(TEXT SHOWN)
Chunk offsets need deterministic tests. The splitter's reconstruction tests are a small but important bar. If Commonplace adds a high-volume ingest stage, quote spans and source-backed chunks should be testable before any agent uses them as evidence.
Embedding search should stay pre-review. Semantic Engine's vector ranking is useful for recall and triage, but it does not decide what is true, relevant enough for a note, or safe to load into a future agent call. A Commonplace ingest pipeline should preserve that boundary: embeddings can propose candidates; reviewed notes, schemas, and validators carry authority.
Visualization is useful for corpus triage. apps/infinite-canvas-viewer reads embeddings, projects them with PCA, writes GeoJSON, and renders a MapLibre view (process-embeddings.mjs, pca.js, src/index.js). That shape could help an operator see clusters before writing notes, as long as the view remains exploratory rather than an implied ontology.
Provider-swappable local embeddings are the right default for optional indexes. The CLI points an OpenAI-compatible client at LMStudio on localhost:1234, which is a good dependency boundary for an optional ingest index: local when possible, provider-swappable when needed, and not part of deterministic validation.
What Not To Import
The repo also shows boundaries Commonplace should not inherit directly.
The React UI is still the default Vite counter template, so the usable system is the CLI plus small browser prototypes rather than a finished operator surface (App.tsx).

(DATASET RECORDS)
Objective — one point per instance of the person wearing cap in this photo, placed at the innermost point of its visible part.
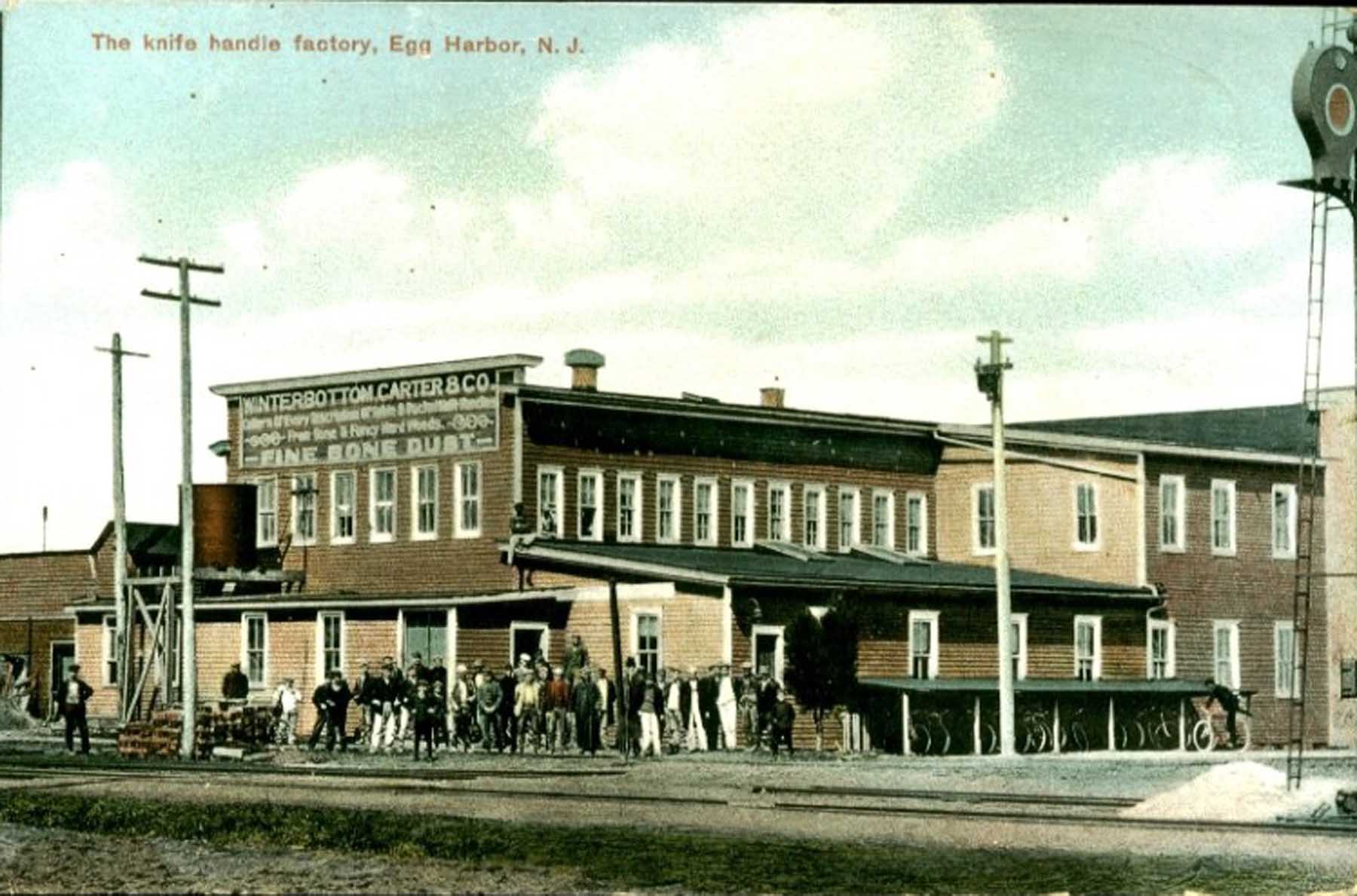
(556, 707)
(707, 707)
(726, 707)
(285, 701)
(748, 689)
(235, 685)
(461, 697)
(332, 701)
(71, 702)
(783, 720)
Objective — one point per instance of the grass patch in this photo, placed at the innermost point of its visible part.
(626, 858)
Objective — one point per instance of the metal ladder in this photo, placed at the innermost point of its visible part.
(1333, 29)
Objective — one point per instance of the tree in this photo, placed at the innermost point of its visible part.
(821, 658)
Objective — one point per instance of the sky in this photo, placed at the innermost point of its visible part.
(714, 197)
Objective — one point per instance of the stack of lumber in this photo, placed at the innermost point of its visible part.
(244, 727)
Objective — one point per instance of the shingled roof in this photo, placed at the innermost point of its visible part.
(1276, 429)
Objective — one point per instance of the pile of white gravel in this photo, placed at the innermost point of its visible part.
(1239, 792)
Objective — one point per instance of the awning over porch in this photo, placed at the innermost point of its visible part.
(787, 567)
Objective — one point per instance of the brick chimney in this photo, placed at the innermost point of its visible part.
(584, 369)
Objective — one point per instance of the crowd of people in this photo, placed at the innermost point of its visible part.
(569, 707)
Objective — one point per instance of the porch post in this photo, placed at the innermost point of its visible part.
(979, 748)
(1112, 724)
(904, 720)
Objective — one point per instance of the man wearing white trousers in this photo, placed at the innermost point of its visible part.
(726, 705)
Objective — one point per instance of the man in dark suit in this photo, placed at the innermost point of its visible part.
(71, 699)
(707, 693)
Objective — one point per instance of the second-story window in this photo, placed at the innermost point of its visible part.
(266, 512)
(383, 505)
(916, 524)
(780, 505)
(884, 519)
(1221, 517)
(590, 522)
(1172, 500)
(984, 519)
(1284, 521)
(342, 488)
(468, 500)
(305, 509)
(629, 507)
(848, 518)
(814, 512)
(705, 512)
(666, 512)
(1086, 515)
(741, 514)
(427, 502)
(549, 500)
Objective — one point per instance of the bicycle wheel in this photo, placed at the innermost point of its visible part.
(919, 739)
(1202, 736)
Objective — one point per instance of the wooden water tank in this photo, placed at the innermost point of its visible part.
(224, 526)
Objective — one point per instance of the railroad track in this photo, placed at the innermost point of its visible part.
(923, 804)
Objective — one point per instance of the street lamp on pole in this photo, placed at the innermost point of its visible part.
(990, 378)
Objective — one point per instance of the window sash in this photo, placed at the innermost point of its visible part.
(1087, 500)
(468, 498)
(588, 505)
(626, 507)
(384, 503)
(344, 487)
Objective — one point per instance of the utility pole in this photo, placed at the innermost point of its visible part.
(189, 673)
(991, 381)
(122, 643)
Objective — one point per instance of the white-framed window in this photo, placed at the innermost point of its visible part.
(344, 488)
(588, 514)
(1089, 648)
(330, 643)
(1224, 665)
(923, 644)
(1087, 536)
(850, 518)
(466, 522)
(629, 506)
(1284, 659)
(305, 509)
(780, 512)
(1018, 648)
(383, 524)
(109, 650)
(1173, 519)
(528, 638)
(705, 512)
(766, 648)
(1223, 517)
(550, 500)
(1160, 636)
(741, 512)
(916, 524)
(254, 648)
(1284, 522)
(424, 498)
(646, 639)
(884, 518)
(983, 540)
(668, 510)
(813, 498)
(266, 512)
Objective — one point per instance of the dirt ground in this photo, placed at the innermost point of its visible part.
(51, 861)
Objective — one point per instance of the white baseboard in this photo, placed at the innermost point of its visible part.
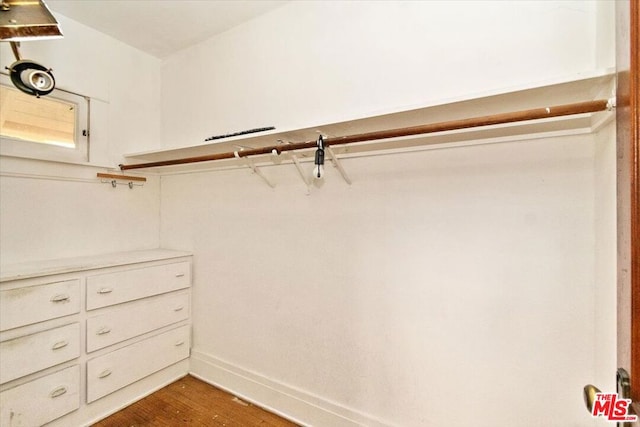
(296, 405)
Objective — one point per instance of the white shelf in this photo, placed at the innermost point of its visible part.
(598, 85)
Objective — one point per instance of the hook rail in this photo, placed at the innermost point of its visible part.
(496, 119)
(110, 178)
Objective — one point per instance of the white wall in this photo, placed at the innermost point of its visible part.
(451, 287)
(51, 210)
(313, 62)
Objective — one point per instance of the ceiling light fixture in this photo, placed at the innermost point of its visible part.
(22, 20)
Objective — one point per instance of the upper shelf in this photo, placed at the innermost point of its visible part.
(599, 84)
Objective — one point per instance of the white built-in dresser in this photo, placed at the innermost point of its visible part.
(81, 338)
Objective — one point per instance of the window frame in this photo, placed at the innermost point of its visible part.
(14, 147)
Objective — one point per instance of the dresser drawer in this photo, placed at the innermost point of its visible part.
(41, 401)
(24, 306)
(31, 353)
(114, 288)
(135, 319)
(108, 373)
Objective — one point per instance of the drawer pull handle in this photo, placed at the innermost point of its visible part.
(59, 345)
(105, 373)
(58, 392)
(60, 298)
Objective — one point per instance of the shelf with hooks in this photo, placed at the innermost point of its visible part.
(118, 179)
(578, 105)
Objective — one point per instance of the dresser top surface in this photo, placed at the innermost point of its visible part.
(32, 269)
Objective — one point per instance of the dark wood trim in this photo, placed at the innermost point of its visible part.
(628, 189)
(634, 119)
(496, 119)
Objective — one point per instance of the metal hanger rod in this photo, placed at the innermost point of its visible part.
(496, 119)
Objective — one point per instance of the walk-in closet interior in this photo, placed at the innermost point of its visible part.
(455, 264)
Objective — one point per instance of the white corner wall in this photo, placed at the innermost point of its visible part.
(437, 285)
(313, 62)
(52, 210)
(450, 287)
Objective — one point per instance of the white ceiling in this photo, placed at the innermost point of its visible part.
(161, 27)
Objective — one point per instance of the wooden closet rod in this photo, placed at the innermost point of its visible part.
(496, 119)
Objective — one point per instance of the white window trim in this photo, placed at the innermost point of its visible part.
(34, 150)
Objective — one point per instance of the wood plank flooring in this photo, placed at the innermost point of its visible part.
(191, 402)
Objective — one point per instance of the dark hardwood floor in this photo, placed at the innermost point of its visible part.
(191, 402)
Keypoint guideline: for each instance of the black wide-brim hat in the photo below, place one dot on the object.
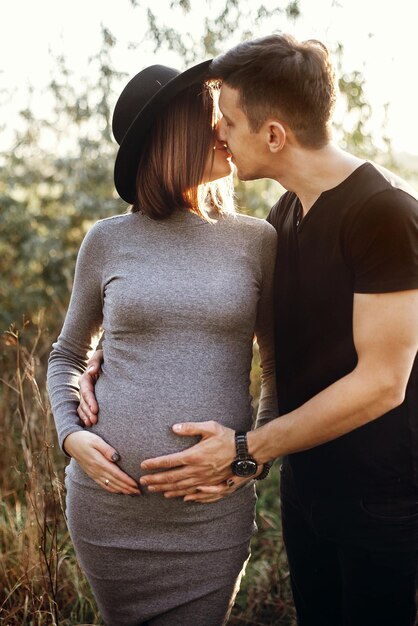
(141, 101)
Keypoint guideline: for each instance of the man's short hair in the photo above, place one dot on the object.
(277, 76)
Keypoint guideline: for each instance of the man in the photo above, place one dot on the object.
(346, 345)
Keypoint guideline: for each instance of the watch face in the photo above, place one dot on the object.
(246, 467)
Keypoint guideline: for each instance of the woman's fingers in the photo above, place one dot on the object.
(84, 413)
(98, 459)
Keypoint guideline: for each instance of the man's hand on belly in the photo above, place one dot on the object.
(202, 472)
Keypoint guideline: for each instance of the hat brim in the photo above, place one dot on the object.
(130, 149)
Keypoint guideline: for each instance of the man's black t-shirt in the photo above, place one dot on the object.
(360, 237)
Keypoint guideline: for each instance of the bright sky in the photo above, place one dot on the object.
(379, 38)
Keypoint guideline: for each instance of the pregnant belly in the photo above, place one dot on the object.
(141, 427)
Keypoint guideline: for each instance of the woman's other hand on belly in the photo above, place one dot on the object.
(98, 459)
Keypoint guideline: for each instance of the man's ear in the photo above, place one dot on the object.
(276, 135)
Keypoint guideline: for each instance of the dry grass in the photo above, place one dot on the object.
(40, 581)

(EXERCISES)
- a) Reproduce the passage of the Semantic Engine notes between "Provider-swappable local embeddings" and "not inherit directly.", inclusive.
- b) Extend the Semantic Engine notes, picking up after their final sentence.

(ANSWERS BY TASK)
- a)
Provider-swappable local embeddings are the right default for optional indexes. The CLI points an OpenAI-compatible client at LMStudio on localhost:1234, which is a good dependency boundary for an optional ingest index: local when possible, provider-swappable when needed, and not part of deterministic validation.
What Not To Import
The repo also shows boundaries Commonplace should not inherit directly.

- b)
The Nomic Atlas export path appears stale at this revision: the Python model expects document-level embeddings and column names such as source and creatorId, while the current TypeScript schema stores embeddings on chunks and uses origin and author; the script also places db_url inside the missing-DATASET_ID branch (push-to-nomic-atlas.py, models.py, schema.ts).
The community-archive downloader depends on a specific hosted Supabase bucket and includes a public anonymous key in source. That may be intentional, but it means the acquisition path is not purely local or source-agnostic (download-archives.mts).
Reading Against Commonplace
Commonplace should read Semantic Engine as an operational layer below the KB, not as a replacement knowledge system. Its natural insertion point is before source snapshots and notes: acquire a large external corpus, preserve raw rows and chunk offsets, build optional embeddings, use search or maps to choose what deserves attention, then promote selected material through the normal source snapshot, ingest, note-writing, and validation paths.
The useful distinction is between discovery and commitment. Semantic Engine improves discovery over a source corpus; Commonplace needs commitment artifacts. Moving data from the first to the second should require a source-preserving distillation step, not a direct vector-search-to-note shortcut.
What to Watch
- Whether the CLI adds reproducible source-span export; that would make it more directly useful for quote-grounded ingest.
- Whether duplicate detection, stale-source invalidation, or re-ingest reconciliation appear; those would make the staging database safer for repeated corpus refreshes.
- Whether the UI becomes a real operator surface for selecting, annotating, and exporting candidate material.
- Whether the Nomic export is reconciled with the current chunk schema or removed.
Relevant Notes:
- Knowledge storage does not imply contextual activation - see-also: explains why storing and retrieving documents does not by itself make Semantic Engine an agent-memory system.
- Storage substrate - see-also: frames the staging choice as SQLite/files/repo rather than canonical KB storage.
- Representational form - see-also: distinguishes prose source text, symbolic chunk metadata, and parametric embeddings in the ingest layer.